What is needed here is an exact copy of every entry.

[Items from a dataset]
* * * * * * *

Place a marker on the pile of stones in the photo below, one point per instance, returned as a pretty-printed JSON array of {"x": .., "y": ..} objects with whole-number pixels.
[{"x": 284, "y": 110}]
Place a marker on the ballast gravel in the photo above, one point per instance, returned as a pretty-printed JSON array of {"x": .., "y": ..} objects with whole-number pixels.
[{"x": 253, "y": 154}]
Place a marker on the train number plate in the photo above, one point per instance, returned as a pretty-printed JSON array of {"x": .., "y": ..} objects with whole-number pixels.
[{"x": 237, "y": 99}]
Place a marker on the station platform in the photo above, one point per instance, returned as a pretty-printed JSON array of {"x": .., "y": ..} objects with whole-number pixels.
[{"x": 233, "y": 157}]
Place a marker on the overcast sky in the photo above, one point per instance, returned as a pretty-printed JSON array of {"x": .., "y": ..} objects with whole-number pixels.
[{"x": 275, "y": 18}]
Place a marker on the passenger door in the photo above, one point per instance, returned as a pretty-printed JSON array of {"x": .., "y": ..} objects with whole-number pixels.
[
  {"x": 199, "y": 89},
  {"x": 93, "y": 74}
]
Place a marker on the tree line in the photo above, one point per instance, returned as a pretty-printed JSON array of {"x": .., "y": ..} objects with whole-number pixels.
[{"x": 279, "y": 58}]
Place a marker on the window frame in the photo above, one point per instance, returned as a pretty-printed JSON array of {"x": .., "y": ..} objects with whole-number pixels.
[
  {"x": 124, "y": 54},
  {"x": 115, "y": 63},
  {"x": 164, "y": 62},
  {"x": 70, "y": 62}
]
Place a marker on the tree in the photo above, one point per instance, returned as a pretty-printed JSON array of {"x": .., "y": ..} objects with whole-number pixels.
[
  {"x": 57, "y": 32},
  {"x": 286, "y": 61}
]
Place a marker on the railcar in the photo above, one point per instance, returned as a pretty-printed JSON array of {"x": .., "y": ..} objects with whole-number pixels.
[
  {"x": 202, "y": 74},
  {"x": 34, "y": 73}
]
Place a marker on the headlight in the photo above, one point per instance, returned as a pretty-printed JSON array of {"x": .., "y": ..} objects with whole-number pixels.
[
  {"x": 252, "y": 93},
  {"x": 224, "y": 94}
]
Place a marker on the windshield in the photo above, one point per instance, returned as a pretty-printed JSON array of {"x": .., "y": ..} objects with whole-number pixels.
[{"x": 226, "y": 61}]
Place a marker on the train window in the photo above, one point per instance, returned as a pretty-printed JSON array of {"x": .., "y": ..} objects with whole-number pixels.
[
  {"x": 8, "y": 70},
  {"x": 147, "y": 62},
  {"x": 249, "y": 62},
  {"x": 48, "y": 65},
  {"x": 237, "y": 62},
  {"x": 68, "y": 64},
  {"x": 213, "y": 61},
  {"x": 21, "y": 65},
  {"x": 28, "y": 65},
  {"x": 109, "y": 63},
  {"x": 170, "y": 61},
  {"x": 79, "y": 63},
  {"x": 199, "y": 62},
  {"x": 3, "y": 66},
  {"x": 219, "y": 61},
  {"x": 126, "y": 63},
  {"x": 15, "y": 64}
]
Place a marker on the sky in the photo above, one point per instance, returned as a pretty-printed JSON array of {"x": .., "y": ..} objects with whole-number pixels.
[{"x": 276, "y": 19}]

* * * * * * *

### Response to this exercise
Place a marker on the pile of stones in the photo below, one point per instance, returned as a pretty-printed JSON array of {"x": .., "y": ..} objects with whole-number pixels.
[{"x": 284, "y": 110}]
Place a marker on the ballast gravel in the photo above, one point per instance, returned as a pretty-printed JSON array of {"x": .., "y": ..} objects with whole-number pixels.
[{"x": 253, "y": 154}]
Place a marker on the train number plate in the photo above, one point per instance, returned as a pretty-printed JSON array of {"x": .., "y": ..} objects with whole-number pixels.
[{"x": 237, "y": 99}]
Place a marker on the station platform in the photo above, one point per instance, returned as a pretty-printed JSON array of {"x": .., "y": ..} objects with whole-number pixels.
[{"x": 233, "y": 157}]
Place a marker on the overcast sky in the photo above, one point per instance, returned as a pretty-printed JSON array of {"x": .., "y": ..} objects with whole-number pixels.
[{"x": 275, "y": 18}]
Place a marker on the passenger door in the photo above, one point per instance, returned as a pretty-printed JSON array of {"x": .., "y": ..} objects with whole-number pixels.
[
  {"x": 199, "y": 89},
  {"x": 93, "y": 74}
]
Place a marker on the tree line in the photo above, one point per instance, returned as a pretty-printed JSON array of {"x": .., "y": ..} objects with whole-number pixels.
[{"x": 279, "y": 58}]
Place a marker on the window frame in the photo above, one point per instance, returned as a pretty-printed JSON array of {"x": .., "y": ..} objects with whole-number pixels.
[
  {"x": 124, "y": 54},
  {"x": 115, "y": 63},
  {"x": 164, "y": 62},
  {"x": 70, "y": 62}
]
Place a marker on the tree in the photo above, one point per instance, returned as a pretty-printed JSON array of {"x": .., "y": ..} objects with whole-number pixels.
[
  {"x": 57, "y": 32},
  {"x": 286, "y": 61}
]
Place a marker on the railcar in the photo above, one point per instance, returned as a pretty-printed JSON array of {"x": .., "y": ..} objects with whole-number pixels.
[
  {"x": 202, "y": 74},
  {"x": 34, "y": 73}
]
Place a marker on the headlight in the photo above, one point per instance, returned as a pretty-printed JSON array of {"x": .., "y": ..} objects with whole-number pixels.
[
  {"x": 252, "y": 93},
  {"x": 224, "y": 94}
]
Place a marker on the windshield in the photo above, one point per instance, returned as a pretty-printed JSON array of {"x": .., "y": ..} objects with whole-number pixels.
[{"x": 226, "y": 61}]
Place a marker on the train window in the photo above, one point per instance, returned as a pretty-printed JSON array of {"x": .., "y": ..} objects with whole-number pixels.
[
  {"x": 8, "y": 70},
  {"x": 147, "y": 62},
  {"x": 249, "y": 62},
  {"x": 48, "y": 65},
  {"x": 237, "y": 62},
  {"x": 68, "y": 64},
  {"x": 213, "y": 61},
  {"x": 21, "y": 65},
  {"x": 28, "y": 65},
  {"x": 109, "y": 63},
  {"x": 170, "y": 61},
  {"x": 79, "y": 63},
  {"x": 199, "y": 62},
  {"x": 3, "y": 66},
  {"x": 219, "y": 61},
  {"x": 126, "y": 63},
  {"x": 15, "y": 64}
]
Place a marker on the sky in the photo above, one point per instance, returned as a pretty-printed JSON array of {"x": .., "y": ..} objects with whole-number pixels.
[{"x": 276, "y": 19}]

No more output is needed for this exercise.